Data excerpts
>>>

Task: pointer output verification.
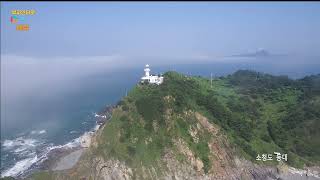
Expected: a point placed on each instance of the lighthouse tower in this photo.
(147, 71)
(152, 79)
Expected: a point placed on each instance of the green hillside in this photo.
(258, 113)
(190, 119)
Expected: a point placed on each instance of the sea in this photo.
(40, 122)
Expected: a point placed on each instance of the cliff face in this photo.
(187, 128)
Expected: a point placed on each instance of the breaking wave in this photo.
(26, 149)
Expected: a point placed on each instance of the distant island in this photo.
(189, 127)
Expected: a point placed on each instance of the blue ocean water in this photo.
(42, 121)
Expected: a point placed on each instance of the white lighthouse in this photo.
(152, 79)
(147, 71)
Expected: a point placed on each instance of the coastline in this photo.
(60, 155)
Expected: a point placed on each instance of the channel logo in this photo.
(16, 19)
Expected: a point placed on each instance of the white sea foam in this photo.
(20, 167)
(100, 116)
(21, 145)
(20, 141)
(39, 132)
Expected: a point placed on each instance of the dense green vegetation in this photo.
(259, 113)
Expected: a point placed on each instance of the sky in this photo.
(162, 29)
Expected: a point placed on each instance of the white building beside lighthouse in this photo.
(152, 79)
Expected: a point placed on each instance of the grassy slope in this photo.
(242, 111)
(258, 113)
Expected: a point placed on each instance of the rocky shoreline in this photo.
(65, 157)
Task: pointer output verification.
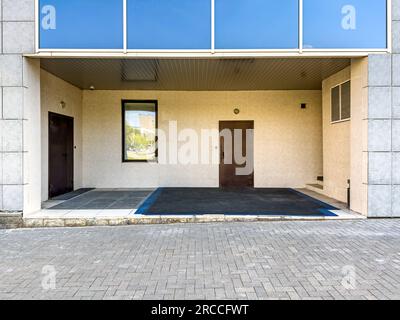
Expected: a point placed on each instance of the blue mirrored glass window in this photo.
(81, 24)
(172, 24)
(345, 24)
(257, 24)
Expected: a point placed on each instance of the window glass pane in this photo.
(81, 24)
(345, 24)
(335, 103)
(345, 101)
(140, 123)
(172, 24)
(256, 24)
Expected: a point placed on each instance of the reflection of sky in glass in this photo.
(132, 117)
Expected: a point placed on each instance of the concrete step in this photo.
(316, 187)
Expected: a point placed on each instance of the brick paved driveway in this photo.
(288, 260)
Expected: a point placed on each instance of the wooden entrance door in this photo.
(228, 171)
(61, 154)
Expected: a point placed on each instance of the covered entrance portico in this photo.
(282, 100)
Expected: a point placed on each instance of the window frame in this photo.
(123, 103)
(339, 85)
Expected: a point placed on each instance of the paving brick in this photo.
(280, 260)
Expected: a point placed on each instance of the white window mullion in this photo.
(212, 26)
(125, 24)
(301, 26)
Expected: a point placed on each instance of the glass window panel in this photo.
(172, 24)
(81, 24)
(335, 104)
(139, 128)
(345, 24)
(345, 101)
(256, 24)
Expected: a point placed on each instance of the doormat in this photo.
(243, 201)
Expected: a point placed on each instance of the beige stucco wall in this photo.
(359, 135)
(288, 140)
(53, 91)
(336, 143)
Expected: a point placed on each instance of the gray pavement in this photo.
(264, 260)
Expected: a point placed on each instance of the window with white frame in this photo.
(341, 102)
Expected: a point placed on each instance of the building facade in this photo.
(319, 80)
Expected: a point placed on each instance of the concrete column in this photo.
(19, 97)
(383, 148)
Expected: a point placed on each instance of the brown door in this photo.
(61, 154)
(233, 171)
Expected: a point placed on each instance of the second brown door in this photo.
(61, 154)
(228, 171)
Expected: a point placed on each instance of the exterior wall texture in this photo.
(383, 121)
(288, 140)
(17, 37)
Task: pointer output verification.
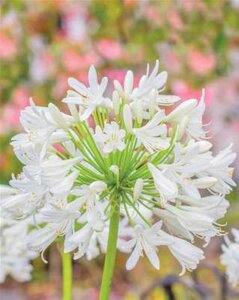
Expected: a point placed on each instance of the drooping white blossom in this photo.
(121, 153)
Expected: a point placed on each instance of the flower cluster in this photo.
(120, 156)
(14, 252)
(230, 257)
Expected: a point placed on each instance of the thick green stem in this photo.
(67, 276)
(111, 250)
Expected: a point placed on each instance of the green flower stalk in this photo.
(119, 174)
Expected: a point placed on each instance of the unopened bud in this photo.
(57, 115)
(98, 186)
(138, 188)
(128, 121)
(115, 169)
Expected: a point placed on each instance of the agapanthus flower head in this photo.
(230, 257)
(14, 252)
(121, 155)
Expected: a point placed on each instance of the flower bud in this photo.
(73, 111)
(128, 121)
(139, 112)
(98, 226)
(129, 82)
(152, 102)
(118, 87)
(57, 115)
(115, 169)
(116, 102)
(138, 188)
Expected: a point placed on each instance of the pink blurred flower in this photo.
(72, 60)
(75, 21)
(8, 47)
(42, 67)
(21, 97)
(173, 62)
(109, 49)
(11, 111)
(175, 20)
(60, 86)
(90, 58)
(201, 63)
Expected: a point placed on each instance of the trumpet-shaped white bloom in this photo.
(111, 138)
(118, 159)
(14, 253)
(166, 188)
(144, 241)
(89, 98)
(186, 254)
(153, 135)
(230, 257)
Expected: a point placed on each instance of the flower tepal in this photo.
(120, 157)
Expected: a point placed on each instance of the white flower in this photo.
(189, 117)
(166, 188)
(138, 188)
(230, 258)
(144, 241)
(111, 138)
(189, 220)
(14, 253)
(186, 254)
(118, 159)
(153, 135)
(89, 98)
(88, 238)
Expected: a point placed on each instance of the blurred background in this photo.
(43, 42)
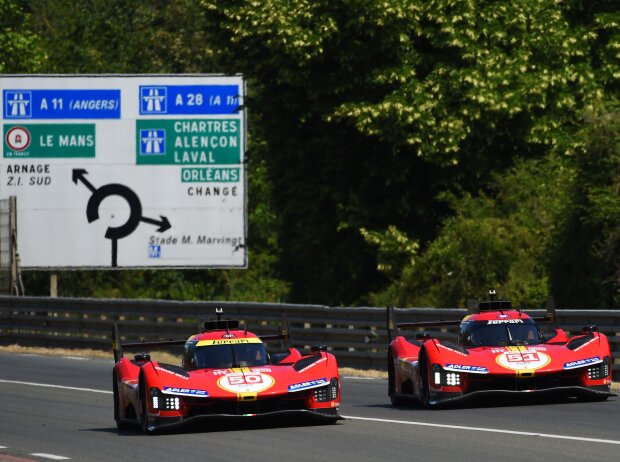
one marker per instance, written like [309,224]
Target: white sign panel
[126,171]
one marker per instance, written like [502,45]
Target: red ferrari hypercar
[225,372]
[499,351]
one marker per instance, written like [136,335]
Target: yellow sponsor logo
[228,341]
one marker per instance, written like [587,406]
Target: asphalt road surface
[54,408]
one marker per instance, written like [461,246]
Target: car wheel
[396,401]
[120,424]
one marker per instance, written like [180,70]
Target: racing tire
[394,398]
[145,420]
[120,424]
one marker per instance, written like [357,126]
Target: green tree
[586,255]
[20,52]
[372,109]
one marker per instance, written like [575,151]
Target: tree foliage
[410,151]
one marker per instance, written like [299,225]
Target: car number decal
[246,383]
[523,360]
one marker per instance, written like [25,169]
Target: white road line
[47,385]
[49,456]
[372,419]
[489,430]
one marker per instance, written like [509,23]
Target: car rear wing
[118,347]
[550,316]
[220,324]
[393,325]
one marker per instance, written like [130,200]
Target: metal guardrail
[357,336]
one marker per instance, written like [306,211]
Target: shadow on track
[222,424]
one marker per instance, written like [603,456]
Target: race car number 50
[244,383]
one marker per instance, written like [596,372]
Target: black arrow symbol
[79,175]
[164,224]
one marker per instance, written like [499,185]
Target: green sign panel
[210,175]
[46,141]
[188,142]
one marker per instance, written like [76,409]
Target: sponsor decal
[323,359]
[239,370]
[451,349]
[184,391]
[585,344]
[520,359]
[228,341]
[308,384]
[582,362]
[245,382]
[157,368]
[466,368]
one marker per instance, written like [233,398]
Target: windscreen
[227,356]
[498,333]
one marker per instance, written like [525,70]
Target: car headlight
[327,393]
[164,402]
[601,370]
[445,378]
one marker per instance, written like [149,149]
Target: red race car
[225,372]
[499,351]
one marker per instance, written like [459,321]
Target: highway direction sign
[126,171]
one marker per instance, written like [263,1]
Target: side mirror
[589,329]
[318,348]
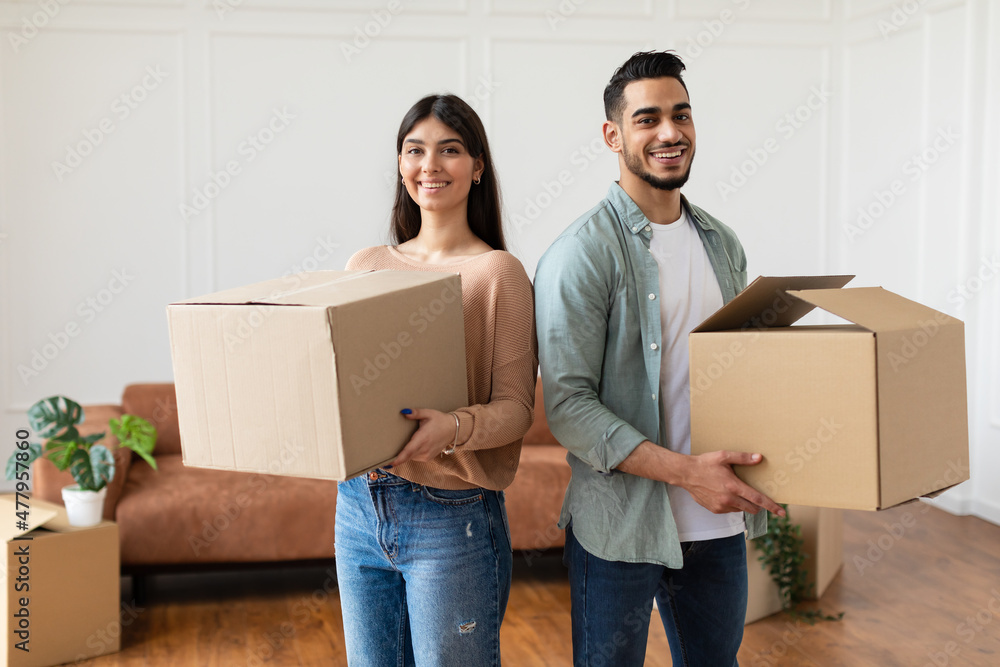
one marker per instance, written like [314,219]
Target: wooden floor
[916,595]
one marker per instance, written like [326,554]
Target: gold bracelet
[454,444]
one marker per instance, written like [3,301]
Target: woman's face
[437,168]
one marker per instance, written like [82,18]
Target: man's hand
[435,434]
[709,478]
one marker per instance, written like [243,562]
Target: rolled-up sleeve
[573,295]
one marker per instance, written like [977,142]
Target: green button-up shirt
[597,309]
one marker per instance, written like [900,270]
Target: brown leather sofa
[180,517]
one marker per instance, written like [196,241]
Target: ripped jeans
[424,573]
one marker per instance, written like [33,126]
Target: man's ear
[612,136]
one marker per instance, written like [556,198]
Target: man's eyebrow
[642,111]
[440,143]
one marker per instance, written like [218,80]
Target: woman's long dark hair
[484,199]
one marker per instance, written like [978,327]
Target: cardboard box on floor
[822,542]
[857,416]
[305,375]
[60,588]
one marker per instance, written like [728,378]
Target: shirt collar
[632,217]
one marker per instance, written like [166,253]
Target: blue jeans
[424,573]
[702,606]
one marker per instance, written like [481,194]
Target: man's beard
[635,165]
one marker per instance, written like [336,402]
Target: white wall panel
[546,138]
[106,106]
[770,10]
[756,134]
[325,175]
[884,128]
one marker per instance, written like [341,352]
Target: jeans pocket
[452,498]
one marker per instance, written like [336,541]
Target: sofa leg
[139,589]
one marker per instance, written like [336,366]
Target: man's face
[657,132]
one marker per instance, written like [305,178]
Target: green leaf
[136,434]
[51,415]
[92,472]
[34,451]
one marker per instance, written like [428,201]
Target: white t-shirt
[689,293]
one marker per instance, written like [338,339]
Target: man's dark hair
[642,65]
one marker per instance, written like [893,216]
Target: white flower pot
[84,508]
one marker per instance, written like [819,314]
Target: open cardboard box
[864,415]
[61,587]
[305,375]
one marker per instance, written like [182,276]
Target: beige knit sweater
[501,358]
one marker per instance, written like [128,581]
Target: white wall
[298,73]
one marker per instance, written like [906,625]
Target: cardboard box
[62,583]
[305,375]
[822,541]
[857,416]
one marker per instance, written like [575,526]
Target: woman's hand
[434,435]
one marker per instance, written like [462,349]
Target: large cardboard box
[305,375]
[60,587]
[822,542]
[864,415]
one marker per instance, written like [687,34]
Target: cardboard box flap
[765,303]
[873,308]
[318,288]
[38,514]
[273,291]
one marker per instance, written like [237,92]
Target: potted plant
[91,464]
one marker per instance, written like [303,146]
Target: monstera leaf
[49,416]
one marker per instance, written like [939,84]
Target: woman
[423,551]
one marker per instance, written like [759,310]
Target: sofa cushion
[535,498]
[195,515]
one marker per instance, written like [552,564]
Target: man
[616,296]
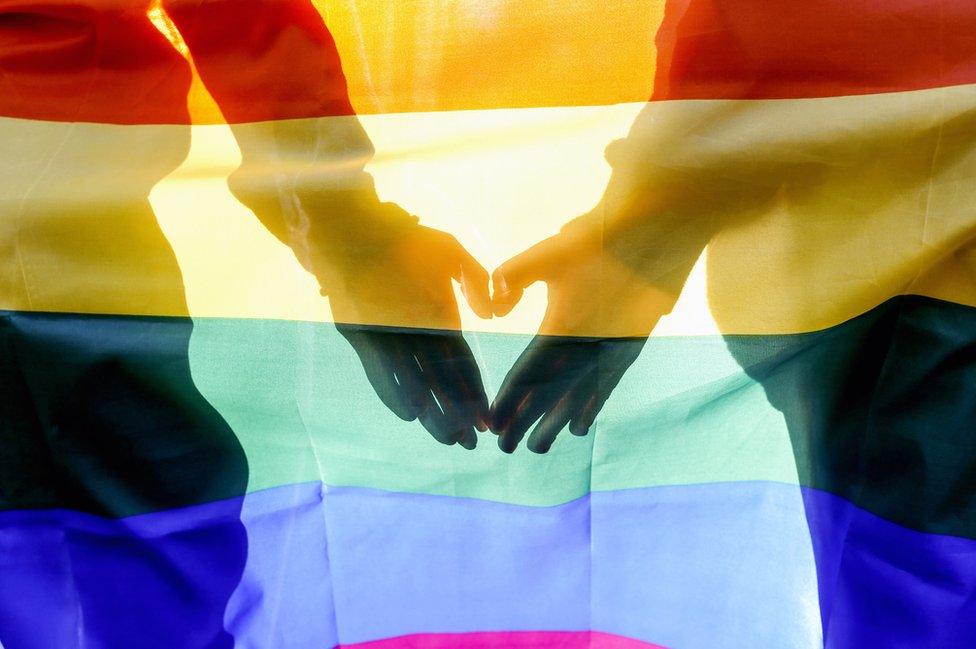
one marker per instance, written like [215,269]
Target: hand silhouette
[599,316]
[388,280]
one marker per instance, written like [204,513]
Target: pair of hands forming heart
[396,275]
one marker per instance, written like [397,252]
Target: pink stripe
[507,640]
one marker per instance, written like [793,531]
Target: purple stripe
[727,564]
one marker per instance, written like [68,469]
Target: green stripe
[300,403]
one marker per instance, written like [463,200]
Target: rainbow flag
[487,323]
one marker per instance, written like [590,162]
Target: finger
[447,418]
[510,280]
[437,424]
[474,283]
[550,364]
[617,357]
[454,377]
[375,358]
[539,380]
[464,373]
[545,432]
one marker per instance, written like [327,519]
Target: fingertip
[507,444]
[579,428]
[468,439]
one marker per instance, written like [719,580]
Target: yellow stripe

<<<

INSTRUCTIONS TO FOLLOW: Only the lines above from the one with "one marker per instance, written like [900,270]" through the one with "one marker per instance, written like [128,581]" should be duplicated, character for character.

REPLY:
one marker per instance, written like [900,270]
Target: brown leather sofa
[180,517]
one marker per instance, written like [196,241]
Target: ripped jeans
[424,573]
one marker per instance, written like [33,126]
Target: man's ear
[612,136]
one marker per instance, written like [556,198]
Target: man's eyebrow
[642,111]
[440,143]
one marker per instance, written like [218,80]
Target: woman's long dark hair
[484,199]
one marker per instance, written like [978,327]
Target: cardboard box on floor
[822,542]
[857,416]
[305,375]
[60,588]
one marker per instance, written like [728,378]
Target: shirt collar
[632,217]
one marker per instance, written like [166,253]
Target: blue jeans
[424,573]
[702,606]
one marker per instance, written like [481,194]
Target: man's beard
[635,165]
one marker per instance, written like [336,402]
Target: white wall panel
[546,138]
[106,106]
[770,10]
[756,134]
[325,175]
[884,128]
one marker per instance, written like [341,352]
Target: jeans pocket
[452,498]
one marker per instance, written like [336,541]
Target: sofa leg
[139,589]
one marker per instance, written like [336,366]
Target: man's face
[657,132]
one marker per instance, written like [305,178]
Target: green leaf
[136,434]
[51,415]
[92,472]
[34,451]
one marker per instance, written like [428,201]
Target: white t-shirt
[689,293]
one marker per instance, written like [338,339]
Target: man's dark hair
[642,65]
one marker per instance, written like [893,216]
Target: white flower pot
[84,508]
one marker per instance, written like [819,314]
Target: open cardboard box
[864,415]
[61,587]
[305,375]
one marker per instance, written like [182,276]
Target: beige knit sweater
[501,358]
one marker per instance, written like [128,581]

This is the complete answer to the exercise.